-- Start Page extract --

3D Segmentation of Bat

[74] In an embodiment, the proposed method and system can be used for 3D segmentation of a bat.

[75] In another embodiment, the method and system can be used to segment off the cricket bat from the background of an RGBD frame using a deep learning network. The part of the bat covered with a ball or a batsman’s body is then reconstructed using a deep learning network to generate a 3D model.

[76] In another embodiment, the method and system facilitates taking decisions spontaneously and automatically. The decisions can be an LBW decision and a caught decision in a game of cricket.

[77] In another embodiment, taking the LBW and the caught decisions requires knowing if the bat has touched/edged the ball. The method and the device takes the decisions based on if the bat has touched the ball by finding the position and orientation of the bat and the ball precisely in 3-D.

[78] In another embodiment, the system identifies the cricket bat of varying shape, size, and in various orientation of pose, tilt, zoom in an image frame.

[79] In another embodiment, a part of the bat that is hidden by either the ball or a part the batsman’s body is reconstructed to constitute a full 3Dmodel.

[80] In another embodiment, the information that the system has access to (from a camera and a depth sensor) is a RGBD sequence, which contains the sequence of the images and corresponding depth maps while the bowler bowls and the batsman plays a shot.

[81] In another embodiment, a neural network is provided that identifies the footprint of the uncovered part of the bat. The neural network segments a 2D footprint of the bat from animage frame after being trained with thousands of images of the bats with varying size, shape, pose, tilt and zoom.

[82] In another embodiment, the neural network performs supervised learning in the process of which, the network learns about key features of the cricket bat from many different looking samples of bats. Mathematically, the network predicts a probability value for every pixel being present within the footprint of the bat. All those pixels for which the probability value crosses a certain predesigned threshold constitute a 2D footprint of a bat.

[83] FIG. 3A illustrates an input image from a video and FIG. 3B illustrates the network output as a result of 2D image segmentation in accordance with an embodiment of the present disclosure.

[84] In another embodiment, the neural network architecture can be an amalgamation of multiple fundamental neural networks such as but not limited to a convolutional neural network, commonly referred to as CNN and a fully convolutional network or FCN. The CNN predicts a rectangular region where the bat is most likely to be present. The FCN follows up by identifying the pixels from the rectangular region that would constitute the bat.

-- End Page extract --

### To do
A: In the bat segmentation excerpt, what does the CNN predict?
B: Write out the bat segmentation excerpt word for word, starting at "[81] In another" and continuing down to "tilt and zoom.".
C: Extend the bat segmentation excerpt past its final sentence.

-- Start Provided data --

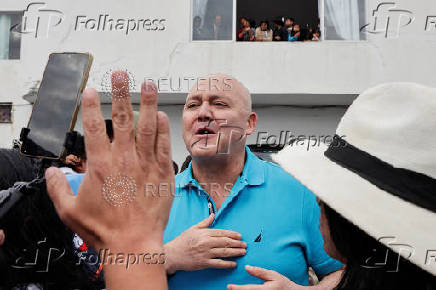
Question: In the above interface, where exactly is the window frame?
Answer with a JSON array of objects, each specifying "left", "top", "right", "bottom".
[{"left": 189, "top": 0, "right": 370, "bottom": 43}]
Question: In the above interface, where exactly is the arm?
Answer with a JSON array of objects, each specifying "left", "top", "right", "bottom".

-- End Provided data --

### Answers to each task
A: It predicts a rectangular region where the bat is most likely to be present.

B:
[81] In another embodiment, a neural network is provided that identifies the footprint of the uncovered part of the bat. The neural network segments a 2D footprint of the bat from animage frame after being trained with thousands of images of the bats with varying size, shape, pose, tilt and zoom.

C:
[85] In another embodiment, the output of the CNN can be a matrix of dimension B

X 3, where B is the number of bounding boxes predicted per image, each having 3 attributes, namely the probability of the box containing the bat, the left-top coordinate of the box and the right-bottom coordinate of the box.

[86] In another embodiment, the output of the FCN is a binary matrix of the dimension m x n, where the value of 1 signifies computed probability that is more than a threshold and 0 signifies the value that is lesser than the threshold. [87] FIG. 4A illustrates a simplified representation of the CNN and the FCN in accordance with an embodiment of the present disclosure.

[88] FIGS. 4B-4D shows a visual transformation of the image frames across the network, applied with the output of the results with each of the network in accordance with an embodiment of the present disclosure.

[89] In another embodiment, a reconstruction engine can be provided that is fed with the output of the previous network along with a depth frame.

[90] In another embodiment, the depth frame consists of the depth values corresponding to every pixel of the RGB frame. Upon discovering the 2D footprint of the uncovered region of the bat, the depth values corresponding to those pixels are easily obtained from the depth frame thus facilitating achieving first part of the 3D reconstruction.

[91] In another embodiment, the covered region of the bat can be reconstructed i.e. horizontal distances of the covered region of the bat is to be estimated, which is equal to the depth values for the region had the ball not covered the bat.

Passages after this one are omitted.